- [Required action]
Each record is to be printed again precisely as it reads.

Referring expression pointing data:
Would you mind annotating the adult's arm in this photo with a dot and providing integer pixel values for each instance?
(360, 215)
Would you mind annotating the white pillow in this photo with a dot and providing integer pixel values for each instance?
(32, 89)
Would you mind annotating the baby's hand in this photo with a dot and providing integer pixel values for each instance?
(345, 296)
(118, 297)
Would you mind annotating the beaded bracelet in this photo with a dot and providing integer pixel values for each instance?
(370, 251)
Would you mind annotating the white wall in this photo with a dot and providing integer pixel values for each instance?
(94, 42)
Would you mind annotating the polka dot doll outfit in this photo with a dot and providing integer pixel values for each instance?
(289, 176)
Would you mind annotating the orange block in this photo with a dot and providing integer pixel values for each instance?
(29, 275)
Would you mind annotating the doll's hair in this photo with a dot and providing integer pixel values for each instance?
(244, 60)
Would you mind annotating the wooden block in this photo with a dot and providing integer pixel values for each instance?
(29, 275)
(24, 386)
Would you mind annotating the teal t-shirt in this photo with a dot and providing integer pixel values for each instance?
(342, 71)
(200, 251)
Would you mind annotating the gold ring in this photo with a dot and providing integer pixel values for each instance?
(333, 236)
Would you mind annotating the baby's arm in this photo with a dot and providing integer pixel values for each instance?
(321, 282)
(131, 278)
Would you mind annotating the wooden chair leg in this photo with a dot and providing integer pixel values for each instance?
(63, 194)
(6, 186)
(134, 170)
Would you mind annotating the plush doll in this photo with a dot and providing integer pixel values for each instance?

- [Solution below]
Would you mind annotating the adult's arm in this photo with a dot and providing integer pixel values for each instance?
(360, 215)
Would you mind annotating the white pillow in this photo with a dot and providing integer pixel values for each instance?
(32, 89)
Would you mind annotating the baby's hand in this photo with a dot and providing integer pixel values for each instance?
(345, 296)
(118, 297)
Would you mind annotating the beaded bracelet in this photo with a dot and providing integer pixel values for each instance?
(370, 251)
Would you mind annotating the white wall in this photo with a dot and providing integer pixel values for each instance?
(94, 42)
Would you mind annotating the polka dot doll outfit in this photo with a dot and providing integer pixel values for each instance?
(289, 176)
Would you mind annotating the orange block in this photo with a dot and providing integer pixel values for each instance?
(29, 275)
Would you mind annotating the doll's hair in this photo with a dot and providing integer pixel values for each instance?
(244, 60)
Would you mind annotating the wooden block in this photo with a dot and providing integer pixel values for each instance?
(29, 275)
(24, 386)
Would you mind annotating the teal t-shirt in this photo with a dot and providing integer pixel values for each instance?
(342, 71)
(200, 251)
Would you mind annotating the gold ring in this photo with a dot and providing integer pixel values for each instance?
(333, 236)
Would you mind annotating the baby's arm in this photo with a dot and providing integer pixel values for each instance?
(321, 282)
(131, 278)
Would you mind annotating the wooden chair leg in this photo with a dot and providing integer pixel values for each instance?
(63, 194)
(6, 186)
(134, 170)
Would you mind annotating the plush doll in this photo with a dot and providing integer pixel values for each instance?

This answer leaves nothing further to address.